▶ _TRY IT_: Each record below should be given again exactly as it reads.

Collected data entries

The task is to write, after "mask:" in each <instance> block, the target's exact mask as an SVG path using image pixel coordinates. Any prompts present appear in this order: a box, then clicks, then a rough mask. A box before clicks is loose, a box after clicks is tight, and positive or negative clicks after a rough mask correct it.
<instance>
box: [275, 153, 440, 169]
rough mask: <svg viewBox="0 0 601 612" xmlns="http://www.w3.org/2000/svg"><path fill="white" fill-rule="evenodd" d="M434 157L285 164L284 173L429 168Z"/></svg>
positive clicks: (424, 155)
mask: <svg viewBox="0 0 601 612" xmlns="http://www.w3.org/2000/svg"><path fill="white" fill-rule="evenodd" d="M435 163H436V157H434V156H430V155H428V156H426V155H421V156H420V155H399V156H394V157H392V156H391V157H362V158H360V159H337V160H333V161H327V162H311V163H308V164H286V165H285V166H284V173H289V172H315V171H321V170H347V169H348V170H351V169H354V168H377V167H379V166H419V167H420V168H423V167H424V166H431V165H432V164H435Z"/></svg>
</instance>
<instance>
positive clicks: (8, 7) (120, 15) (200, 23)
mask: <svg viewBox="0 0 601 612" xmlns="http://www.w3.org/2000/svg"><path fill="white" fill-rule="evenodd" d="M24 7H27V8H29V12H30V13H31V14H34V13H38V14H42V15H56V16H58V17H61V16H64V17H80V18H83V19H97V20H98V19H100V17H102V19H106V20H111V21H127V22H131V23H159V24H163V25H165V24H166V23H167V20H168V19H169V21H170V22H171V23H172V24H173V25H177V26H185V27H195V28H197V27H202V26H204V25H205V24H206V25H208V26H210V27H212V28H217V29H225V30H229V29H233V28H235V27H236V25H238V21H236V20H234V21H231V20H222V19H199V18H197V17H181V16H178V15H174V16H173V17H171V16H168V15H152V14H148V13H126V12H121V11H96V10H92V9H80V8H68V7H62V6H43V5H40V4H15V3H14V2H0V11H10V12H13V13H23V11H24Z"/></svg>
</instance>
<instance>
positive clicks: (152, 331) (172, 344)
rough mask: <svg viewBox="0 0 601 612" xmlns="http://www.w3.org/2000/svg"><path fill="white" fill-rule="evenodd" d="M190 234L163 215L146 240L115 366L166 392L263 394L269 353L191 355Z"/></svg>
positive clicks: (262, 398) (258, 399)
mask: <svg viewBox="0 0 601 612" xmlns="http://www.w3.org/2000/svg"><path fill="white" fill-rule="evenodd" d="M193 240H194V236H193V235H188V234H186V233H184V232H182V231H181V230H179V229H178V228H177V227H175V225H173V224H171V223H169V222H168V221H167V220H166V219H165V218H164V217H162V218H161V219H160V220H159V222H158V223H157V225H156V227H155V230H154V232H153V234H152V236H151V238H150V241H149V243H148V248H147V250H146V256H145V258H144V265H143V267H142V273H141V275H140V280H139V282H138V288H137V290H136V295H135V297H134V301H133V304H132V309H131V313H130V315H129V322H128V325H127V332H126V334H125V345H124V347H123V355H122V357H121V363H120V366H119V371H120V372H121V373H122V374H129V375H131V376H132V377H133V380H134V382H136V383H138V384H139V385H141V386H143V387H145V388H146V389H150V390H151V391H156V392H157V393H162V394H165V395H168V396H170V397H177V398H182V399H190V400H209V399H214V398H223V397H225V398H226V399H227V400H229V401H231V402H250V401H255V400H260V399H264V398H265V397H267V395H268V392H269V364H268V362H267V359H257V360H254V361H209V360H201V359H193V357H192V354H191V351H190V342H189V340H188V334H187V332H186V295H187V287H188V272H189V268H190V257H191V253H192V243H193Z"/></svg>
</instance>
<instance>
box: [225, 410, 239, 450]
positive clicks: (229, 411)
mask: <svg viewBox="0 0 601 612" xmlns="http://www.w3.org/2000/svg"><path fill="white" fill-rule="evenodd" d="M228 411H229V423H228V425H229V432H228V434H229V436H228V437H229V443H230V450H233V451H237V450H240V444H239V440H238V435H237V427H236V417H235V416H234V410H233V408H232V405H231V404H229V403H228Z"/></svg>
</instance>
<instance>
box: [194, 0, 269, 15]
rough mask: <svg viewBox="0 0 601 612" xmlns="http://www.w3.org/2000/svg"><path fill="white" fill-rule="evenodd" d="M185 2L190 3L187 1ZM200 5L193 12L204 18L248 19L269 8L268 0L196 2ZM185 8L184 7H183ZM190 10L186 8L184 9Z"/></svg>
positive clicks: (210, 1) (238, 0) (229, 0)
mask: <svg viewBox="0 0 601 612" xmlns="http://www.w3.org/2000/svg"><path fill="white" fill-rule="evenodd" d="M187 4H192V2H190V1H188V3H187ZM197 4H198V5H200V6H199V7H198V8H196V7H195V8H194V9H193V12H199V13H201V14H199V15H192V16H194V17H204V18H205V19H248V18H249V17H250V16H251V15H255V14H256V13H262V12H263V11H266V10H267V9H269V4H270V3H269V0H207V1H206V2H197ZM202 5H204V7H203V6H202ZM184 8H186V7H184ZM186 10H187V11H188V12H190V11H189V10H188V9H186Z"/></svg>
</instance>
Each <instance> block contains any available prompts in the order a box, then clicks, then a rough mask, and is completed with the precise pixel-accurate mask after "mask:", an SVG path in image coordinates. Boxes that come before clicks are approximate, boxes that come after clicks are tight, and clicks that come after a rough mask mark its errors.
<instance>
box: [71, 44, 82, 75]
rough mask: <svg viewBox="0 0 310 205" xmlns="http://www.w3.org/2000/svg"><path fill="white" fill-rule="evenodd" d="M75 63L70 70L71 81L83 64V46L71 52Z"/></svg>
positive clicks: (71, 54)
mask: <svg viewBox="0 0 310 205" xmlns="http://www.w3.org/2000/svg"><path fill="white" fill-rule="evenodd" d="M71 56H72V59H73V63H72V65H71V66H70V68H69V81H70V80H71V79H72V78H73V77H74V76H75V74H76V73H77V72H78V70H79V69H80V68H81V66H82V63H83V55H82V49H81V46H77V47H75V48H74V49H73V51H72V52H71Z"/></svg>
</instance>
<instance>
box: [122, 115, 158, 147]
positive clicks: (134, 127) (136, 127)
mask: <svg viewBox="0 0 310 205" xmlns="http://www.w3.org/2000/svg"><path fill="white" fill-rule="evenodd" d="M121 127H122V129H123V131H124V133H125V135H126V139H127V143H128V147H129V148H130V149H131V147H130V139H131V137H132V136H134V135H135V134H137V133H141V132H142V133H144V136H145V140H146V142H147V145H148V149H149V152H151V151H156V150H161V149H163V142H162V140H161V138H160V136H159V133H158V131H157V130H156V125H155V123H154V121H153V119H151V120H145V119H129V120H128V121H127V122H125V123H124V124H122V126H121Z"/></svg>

▶ _ANSWER TO THIS PROBLEM_:
The task is to write, after "mask:" in each <instance> block, the target's exact mask as an SVG path using image pixel coordinates. Any prompts present appear in this order: a box, then clicks, then a rough mask. A box before clicks is loose, a box after clicks is tight, and positive or negative clicks after a rough mask correct it.
<instance>
box: [275, 153, 440, 169]
rough mask: <svg viewBox="0 0 601 612" xmlns="http://www.w3.org/2000/svg"><path fill="white" fill-rule="evenodd" d="M434 157L285 164L284 173L429 168Z"/></svg>
positive clicks: (424, 155)
mask: <svg viewBox="0 0 601 612" xmlns="http://www.w3.org/2000/svg"><path fill="white" fill-rule="evenodd" d="M435 163H436V157H434V156H430V155H428V156H426V155H421V156H420V155H399V156H394V157H392V156H391V157H362V158H360V159H337V160H333V161H327V162H311V163H308V164H286V165H285V166H284V173H289V172H315V171H321V170H347V169H348V170H351V169H354V168H377V167H379V166H419V167H420V168H423V167H424V166H431V165H432V164H435Z"/></svg>
</instance>
<instance>
positive clicks: (8, 7) (120, 15) (200, 23)
mask: <svg viewBox="0 0 601 612" xmlns="http://www.w3.org/2000/svg"><path fill="white" fill-rule="evenodd" d="M24 7H27V8H29V12H30V13H31V14H34V13H38V14H42V15H56V16H58V17H61V16H64V17H80V18H83V19H97V20H98V19H100V17H102V19H106V20H111V21H127V22H131V23H159V24H163V25H165V24H166V23H167V20H168V19H169V21H170V22H171V23H172V24H173V25H177V26H185V27H195V28H197V27H202V26H204V25H205V24H206V25H208V26H210V27H212V28H217V29H225V30H229V29H233V28H235V27H236V25H238V21H236V20H234V21H231V20H222V19H199V18H197V17H181V16H178V15H174V16H173V17H171V16H168V15H152V14H148V13H126V12H121V11H96V10H92V9H80V8H68V7H62V6H43V5H40V4H15V3H14V2H0V11H10V12H13V13H23V11H24Z"/></svg>
</instance>
<instance>
positive clicks: (152, 331) (172, 344)
rough mask: <svg viewBox="0 0 601 612" xmlns="http://www.w3.org/2000/svg"><path fill="white" fill-rule="evenodd" d="M190 234L163 215L146 240L115 366L166 392L263 394L269 353L191 355Z"/></svg>
positive clicks: (262, 398) (258, 399)
mask: <svg viewBox="0 0 601 612" xmlns="http://www.w3.org/2000/svg"><path fill="white" fill-rule="evenodd" d="M193 240H194V236H193V235H188V234H186V233H184V232H182V231H181V230H179V229H178V228H177V227H175V225H173V224H171V223H169V222H168V221H167V220H166V219H165V218H164V217H162V218H161V219H160V220H159V222H158V223H157V225H156V227H155V230H154V232H153V234H152V236H151V238H150V241H149V243H148V248H147V250H146V256H145V258H144V265H143V267H142V273H141V275H140V280H139V282H138V288H137V290H136V295H135V297H134V301H133V304H132V309H131V313H130V315H129V322H128V325H127V332H126V334H125V345H124V347H123V355H122V357H121V363H120V366H119V371H120V372H121V373H122V374H129V375H131V376H132V377H133V380H134V382H136V383H138V384H139V385H141V386H143V387H145V388H146V389H150V390H151V391H156V392H157V393H162V394H165V395H168V396H170V397H177V398H182V399H190V400H209V399H214V398H223V397H225V398H226V399H227V400H229V401H231V402H250V401H255V400H260V399H264V398H265V397H267V395H268V392H269V364H268V362H267V359H257V360H254V361H209V360H201V359H193V357H192V354H191V351H190V342H189V340H188V334H187V332H186V295H187V287H188V272H189V268H190V257H191V253H192V243H193Z"/></svg>
</instance>
<instance>
box: [225, 410, 239, 450]
positive clicks: (229, 411)
mask: <svg viewBox="0 0 601 612" xmlns="http://www.w3.org/2000/svg"><path fill="white" fill-rule="evenodd" d="M228 411H229V423H228V425H229V432H228V434H229V436H228V437H229V443H230V450H233V451H237V450H240V444H239V440H238V435H237V427H236V417H235V416H234V410H233V408H232V405H231V404H229V403H228Z"/></svg>
</instance>
<instance>
box: [194, 0, 269, 15]
rough mask: <svg viewBox="0 0 601 612" xmlns="http://www.w3.org/2000/svg"><path fill="white" fill-rule="evenodd" d="M185 2L190 3L187 1ZM200 5L193 12L204 18L248 19L269 8L268 0L196 2ZM185 8L184 7H183ZM190 10L186 8L184 9Z"/></svg>
positive clicks: (210, 1) (238, 0) (229, 0)
mask: <svg viewBox="0 0 601 612" xmlns="http://www.w3.org/2000/svg"><path fill="white" fill-rule="evenodd" d="M187 4H192V2H190V1H188V3H187ZM197 4H198V5H200V6H199V7H198V8H196V7H195V8H194V9H193V12H199V13H201V14H199V15H192V16H194V17H204V18H205V19H248V18H249V17H250V16H251V15H255V14H256V13H262V12H263V11H266V10H267V9H269V4H270V3H269V0H207V1H206V2H197ZM202 5H204V7H203V6H202ZM184 8H186V7H184ZM186 10H187V11H188V12H190V11H189V10H188V9H186Z"/></svg>
</instance>
Each <instance> block contains any available prompts in the order a box, then clicks, then a rough mask, and is completed with the precise pixel-accurate mask after "mask:", an SVG path in image coordinates. Boxes that come before clicks are approximate, boxes that come after clicks are tight, and clicks that come after a rough mask mark its errors.
<instance>
box: [71, 44, 82, 75]
rough mask: <svg viewBox="0 0 310 205" xmlns="http://www.w3.org/2000/svg"><path fill="white" fill-rule="evenodd" d="M75 63L70 70L71 81L83 64V46L71 52Z"/></svg>
positive clicks: (71, 54)
mask: <svg viewBox="0 0 310 205" xmlns="http://www.w3.org/2000/svg"><path fill="white" fill-rule="evenodd" d="M71 56H72V59H73V63H72V65H71V66H70V68H69V81H70V80H71V79H72V78H73V77H74V76H75V74H76V73H77V72H78V70H79V69H80V68H81V66H82V63H83V55H82V49H81V46H77V47H75V48H74V49H73V51H72V52H71Z"/></svg>
</instance>
<instance>
box: [122, 115, 158, 147]
positive clicks: (134, 127) (136, 127)
mask: <svg viewBox="0 0 310 205" xmlns="http://www.w3.org/2000/svg"><path fill="white" fill-rule="evenodd" d="M121 127H122V129H123V131H124V133H125V135H126V139H127V143H128V147H129V148H130V149H131V147H130V139H131V137H132V136H134V135H135V134H137V133H141V132H142V133H144V136H145V140H146V142H147V145H148V149H149V152H151V151H156V150H161V149H163V142H162V140H161V138H160V136H159V133H158V131H157V130H156V125H155V123H154V121H153V119H151V120H145V119H129V120H128V121H127V122H125V123H124V124H122V126H121Z"/></svg>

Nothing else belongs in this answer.